- SHORT EXERCISE -
Update the lines below from the first one up to and including the line with "pixel 635 338". Replace "Target" with "Label", change nothing else, and leave the pictures out.

- RECORD SET -
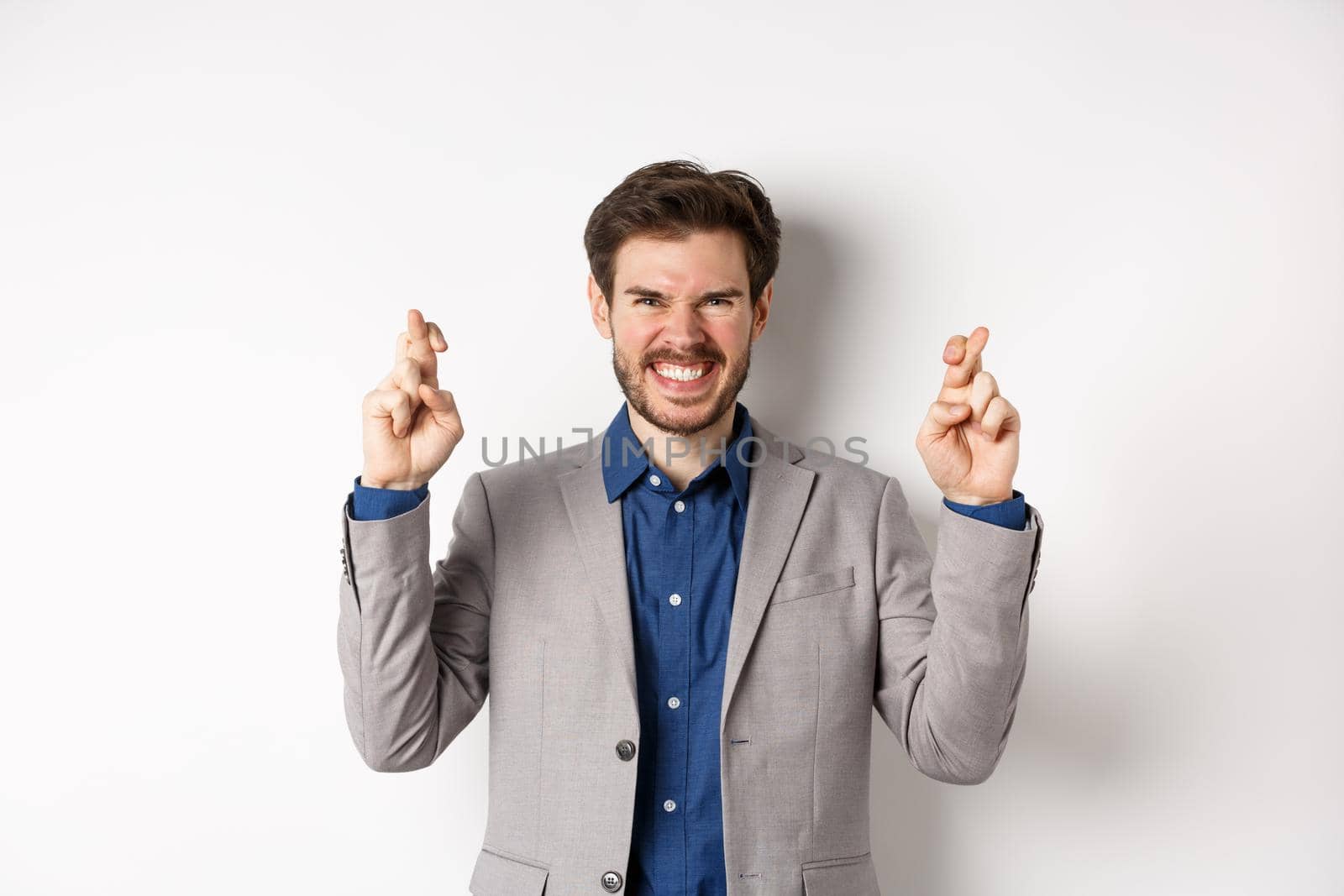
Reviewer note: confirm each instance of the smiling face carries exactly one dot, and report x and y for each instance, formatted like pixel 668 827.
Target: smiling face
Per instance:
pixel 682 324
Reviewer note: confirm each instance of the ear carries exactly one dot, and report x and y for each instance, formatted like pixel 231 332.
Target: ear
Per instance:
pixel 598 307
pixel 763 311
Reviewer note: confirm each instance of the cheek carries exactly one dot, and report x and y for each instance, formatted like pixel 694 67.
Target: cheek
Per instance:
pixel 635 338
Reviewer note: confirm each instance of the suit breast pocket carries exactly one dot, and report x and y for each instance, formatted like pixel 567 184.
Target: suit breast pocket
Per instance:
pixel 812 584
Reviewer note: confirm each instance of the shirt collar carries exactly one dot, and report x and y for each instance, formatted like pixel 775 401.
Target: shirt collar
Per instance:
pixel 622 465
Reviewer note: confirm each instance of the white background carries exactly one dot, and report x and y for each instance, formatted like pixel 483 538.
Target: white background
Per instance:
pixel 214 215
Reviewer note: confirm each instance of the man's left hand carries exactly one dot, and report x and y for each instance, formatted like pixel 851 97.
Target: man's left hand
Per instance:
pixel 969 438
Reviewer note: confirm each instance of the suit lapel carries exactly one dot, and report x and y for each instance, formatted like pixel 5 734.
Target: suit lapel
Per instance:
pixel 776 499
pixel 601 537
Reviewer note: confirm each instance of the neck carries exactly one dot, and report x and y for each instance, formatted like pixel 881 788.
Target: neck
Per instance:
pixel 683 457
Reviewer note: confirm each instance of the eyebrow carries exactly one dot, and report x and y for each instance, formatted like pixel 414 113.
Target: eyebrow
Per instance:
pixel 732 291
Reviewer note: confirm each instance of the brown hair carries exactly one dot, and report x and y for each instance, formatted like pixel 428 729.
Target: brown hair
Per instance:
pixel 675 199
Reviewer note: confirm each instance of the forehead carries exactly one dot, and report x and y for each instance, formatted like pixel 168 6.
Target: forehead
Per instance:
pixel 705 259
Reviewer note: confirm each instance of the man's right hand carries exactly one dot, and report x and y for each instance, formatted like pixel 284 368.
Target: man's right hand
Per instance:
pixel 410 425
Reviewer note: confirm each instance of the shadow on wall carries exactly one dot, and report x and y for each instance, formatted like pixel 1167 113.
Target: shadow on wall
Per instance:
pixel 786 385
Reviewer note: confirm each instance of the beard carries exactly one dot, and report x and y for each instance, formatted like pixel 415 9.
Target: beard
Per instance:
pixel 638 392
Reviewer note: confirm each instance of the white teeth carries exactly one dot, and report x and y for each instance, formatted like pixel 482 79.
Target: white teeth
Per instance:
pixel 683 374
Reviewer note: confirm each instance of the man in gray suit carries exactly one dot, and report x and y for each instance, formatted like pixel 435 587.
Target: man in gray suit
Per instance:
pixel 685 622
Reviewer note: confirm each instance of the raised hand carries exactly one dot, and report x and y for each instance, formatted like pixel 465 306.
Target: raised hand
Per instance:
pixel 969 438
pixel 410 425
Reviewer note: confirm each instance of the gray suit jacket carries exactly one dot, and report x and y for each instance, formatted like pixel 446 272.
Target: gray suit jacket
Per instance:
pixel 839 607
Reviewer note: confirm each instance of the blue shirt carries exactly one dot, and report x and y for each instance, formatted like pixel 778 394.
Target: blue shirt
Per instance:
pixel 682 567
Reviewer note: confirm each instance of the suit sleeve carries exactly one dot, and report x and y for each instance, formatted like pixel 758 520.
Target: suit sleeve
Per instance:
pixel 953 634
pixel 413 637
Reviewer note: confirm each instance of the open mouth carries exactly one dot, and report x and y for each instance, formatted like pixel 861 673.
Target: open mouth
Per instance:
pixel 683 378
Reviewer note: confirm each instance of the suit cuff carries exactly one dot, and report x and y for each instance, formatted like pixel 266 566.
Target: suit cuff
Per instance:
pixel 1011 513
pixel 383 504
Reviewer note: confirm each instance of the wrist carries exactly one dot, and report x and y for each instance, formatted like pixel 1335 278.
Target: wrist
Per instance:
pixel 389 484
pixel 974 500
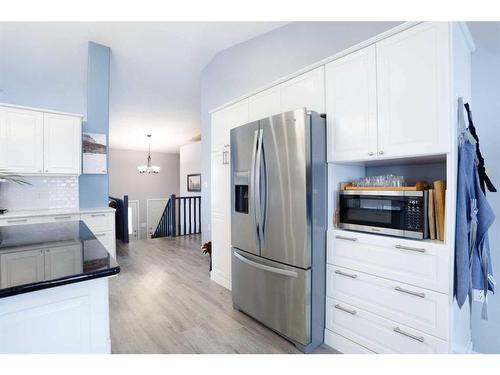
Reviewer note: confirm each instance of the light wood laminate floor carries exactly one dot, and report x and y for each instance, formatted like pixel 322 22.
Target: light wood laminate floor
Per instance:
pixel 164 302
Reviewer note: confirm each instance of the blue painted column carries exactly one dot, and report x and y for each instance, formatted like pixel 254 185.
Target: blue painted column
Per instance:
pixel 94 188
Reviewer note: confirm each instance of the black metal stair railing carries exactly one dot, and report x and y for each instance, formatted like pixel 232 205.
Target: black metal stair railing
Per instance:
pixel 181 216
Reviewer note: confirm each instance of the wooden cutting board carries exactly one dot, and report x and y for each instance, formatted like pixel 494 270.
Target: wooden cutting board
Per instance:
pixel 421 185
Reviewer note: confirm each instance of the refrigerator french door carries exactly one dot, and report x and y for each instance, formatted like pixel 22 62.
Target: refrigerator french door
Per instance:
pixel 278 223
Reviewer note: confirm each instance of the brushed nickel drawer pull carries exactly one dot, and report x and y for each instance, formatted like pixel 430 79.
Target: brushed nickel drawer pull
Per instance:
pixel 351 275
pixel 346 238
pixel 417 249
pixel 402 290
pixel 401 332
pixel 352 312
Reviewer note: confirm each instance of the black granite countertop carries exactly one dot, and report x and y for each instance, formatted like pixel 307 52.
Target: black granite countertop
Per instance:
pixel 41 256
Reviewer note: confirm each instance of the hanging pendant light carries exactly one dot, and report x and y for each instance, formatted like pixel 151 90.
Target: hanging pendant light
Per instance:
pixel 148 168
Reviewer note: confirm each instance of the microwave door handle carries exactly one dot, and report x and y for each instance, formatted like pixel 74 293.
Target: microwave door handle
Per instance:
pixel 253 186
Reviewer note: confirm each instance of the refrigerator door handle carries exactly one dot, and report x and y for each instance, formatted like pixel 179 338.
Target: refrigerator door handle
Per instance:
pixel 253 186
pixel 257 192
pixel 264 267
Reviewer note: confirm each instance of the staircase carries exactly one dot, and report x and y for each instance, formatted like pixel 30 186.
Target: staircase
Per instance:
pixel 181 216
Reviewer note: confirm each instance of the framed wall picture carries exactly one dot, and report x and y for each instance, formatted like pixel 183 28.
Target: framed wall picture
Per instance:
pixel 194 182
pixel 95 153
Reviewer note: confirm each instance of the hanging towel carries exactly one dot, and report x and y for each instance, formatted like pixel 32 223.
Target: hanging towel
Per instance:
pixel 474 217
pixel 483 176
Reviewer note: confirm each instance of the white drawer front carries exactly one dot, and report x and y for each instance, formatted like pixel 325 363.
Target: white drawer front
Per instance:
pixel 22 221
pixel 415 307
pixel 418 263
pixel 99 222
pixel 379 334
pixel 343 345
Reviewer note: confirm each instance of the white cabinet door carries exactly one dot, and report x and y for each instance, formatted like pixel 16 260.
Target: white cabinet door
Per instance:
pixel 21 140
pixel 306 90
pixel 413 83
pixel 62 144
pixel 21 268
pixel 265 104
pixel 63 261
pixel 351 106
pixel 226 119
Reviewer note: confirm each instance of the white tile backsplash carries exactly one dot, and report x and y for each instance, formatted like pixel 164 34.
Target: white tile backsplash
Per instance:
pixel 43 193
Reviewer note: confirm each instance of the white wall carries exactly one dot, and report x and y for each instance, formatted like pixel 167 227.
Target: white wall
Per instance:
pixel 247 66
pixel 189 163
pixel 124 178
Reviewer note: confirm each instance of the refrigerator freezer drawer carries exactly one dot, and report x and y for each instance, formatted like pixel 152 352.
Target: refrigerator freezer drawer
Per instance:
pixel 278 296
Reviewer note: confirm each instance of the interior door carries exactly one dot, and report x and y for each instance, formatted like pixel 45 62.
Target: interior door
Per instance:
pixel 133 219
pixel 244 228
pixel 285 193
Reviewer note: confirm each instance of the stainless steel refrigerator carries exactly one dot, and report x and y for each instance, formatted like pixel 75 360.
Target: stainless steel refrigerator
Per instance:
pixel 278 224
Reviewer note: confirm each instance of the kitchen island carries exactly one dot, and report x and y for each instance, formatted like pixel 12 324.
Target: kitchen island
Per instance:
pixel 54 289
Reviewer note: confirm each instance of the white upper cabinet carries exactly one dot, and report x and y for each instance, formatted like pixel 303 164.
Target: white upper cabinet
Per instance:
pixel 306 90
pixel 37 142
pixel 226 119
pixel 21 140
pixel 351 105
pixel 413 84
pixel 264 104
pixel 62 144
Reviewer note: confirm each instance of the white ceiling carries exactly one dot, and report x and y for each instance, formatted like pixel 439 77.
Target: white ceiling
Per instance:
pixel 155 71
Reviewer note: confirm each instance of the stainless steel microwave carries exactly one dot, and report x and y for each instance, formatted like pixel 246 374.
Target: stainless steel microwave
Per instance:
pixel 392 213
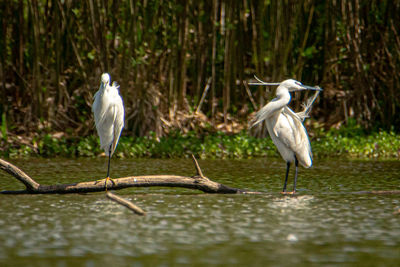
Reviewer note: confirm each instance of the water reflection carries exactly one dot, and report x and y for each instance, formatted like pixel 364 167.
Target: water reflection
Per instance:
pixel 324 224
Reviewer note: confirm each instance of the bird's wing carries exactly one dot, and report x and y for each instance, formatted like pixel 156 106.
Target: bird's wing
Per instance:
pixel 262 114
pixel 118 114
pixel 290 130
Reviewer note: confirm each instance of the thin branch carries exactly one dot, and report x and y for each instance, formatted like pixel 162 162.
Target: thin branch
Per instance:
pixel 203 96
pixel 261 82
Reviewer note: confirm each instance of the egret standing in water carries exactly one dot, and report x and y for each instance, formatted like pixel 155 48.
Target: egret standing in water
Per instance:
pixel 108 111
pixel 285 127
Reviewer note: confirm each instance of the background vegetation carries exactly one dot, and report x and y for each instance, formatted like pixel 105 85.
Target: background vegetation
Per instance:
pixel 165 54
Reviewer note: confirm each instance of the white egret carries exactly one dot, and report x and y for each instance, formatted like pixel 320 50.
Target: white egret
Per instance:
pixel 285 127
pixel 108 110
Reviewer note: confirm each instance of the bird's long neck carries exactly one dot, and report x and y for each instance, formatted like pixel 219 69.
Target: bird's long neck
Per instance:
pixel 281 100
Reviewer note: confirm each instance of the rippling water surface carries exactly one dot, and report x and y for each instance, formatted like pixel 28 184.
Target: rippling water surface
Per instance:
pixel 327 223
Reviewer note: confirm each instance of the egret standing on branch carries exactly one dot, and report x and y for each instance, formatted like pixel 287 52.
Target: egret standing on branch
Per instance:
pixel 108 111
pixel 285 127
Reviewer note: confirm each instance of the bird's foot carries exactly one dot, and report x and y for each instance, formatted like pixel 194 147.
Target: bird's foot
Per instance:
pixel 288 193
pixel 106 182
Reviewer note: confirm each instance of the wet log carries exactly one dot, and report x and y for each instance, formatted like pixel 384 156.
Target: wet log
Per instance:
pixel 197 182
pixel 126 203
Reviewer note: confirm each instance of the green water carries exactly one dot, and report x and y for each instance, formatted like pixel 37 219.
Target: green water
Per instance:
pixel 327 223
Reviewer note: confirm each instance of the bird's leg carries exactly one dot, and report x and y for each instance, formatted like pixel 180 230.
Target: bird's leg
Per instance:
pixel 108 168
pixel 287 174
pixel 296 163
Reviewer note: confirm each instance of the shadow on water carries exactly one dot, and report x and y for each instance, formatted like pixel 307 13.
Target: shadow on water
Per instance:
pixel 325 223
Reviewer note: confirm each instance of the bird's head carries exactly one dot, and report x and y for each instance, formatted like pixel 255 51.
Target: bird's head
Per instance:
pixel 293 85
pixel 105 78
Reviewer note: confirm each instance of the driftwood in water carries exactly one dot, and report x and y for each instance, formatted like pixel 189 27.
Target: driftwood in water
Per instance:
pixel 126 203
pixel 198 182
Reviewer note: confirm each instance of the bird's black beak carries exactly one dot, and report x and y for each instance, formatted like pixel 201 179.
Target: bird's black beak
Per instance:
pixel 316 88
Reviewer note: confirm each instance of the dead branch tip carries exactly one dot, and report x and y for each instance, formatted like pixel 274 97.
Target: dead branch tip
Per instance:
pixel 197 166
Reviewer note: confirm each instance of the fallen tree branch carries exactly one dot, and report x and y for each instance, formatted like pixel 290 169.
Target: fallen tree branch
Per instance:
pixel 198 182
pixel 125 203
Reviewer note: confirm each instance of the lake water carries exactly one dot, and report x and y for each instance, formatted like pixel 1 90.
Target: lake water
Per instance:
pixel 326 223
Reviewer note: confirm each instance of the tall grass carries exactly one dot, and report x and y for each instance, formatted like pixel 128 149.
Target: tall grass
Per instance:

- EXERCISE ANSWER -
Reviewer note: confirm each instance of the smiling face carries exactly one dot, and report x and y for each instance, formatted like pixel 668 827.
Label: smiling face
Per instance:
pixel 682 324
Reviewer note: confirm each instance of the ear carries exactly one dot, and report x and y for each instance, formatted like pixel 231 332.
Label: ear
Per instance:
pixel 598 307
pixel 763 311
Reviewer note: confirm each instance of the cheek carries exactly one dot, and report x and y for each instance, formatted like pixel 694 67.
Label: cheek
Per instance:
pixel 635 338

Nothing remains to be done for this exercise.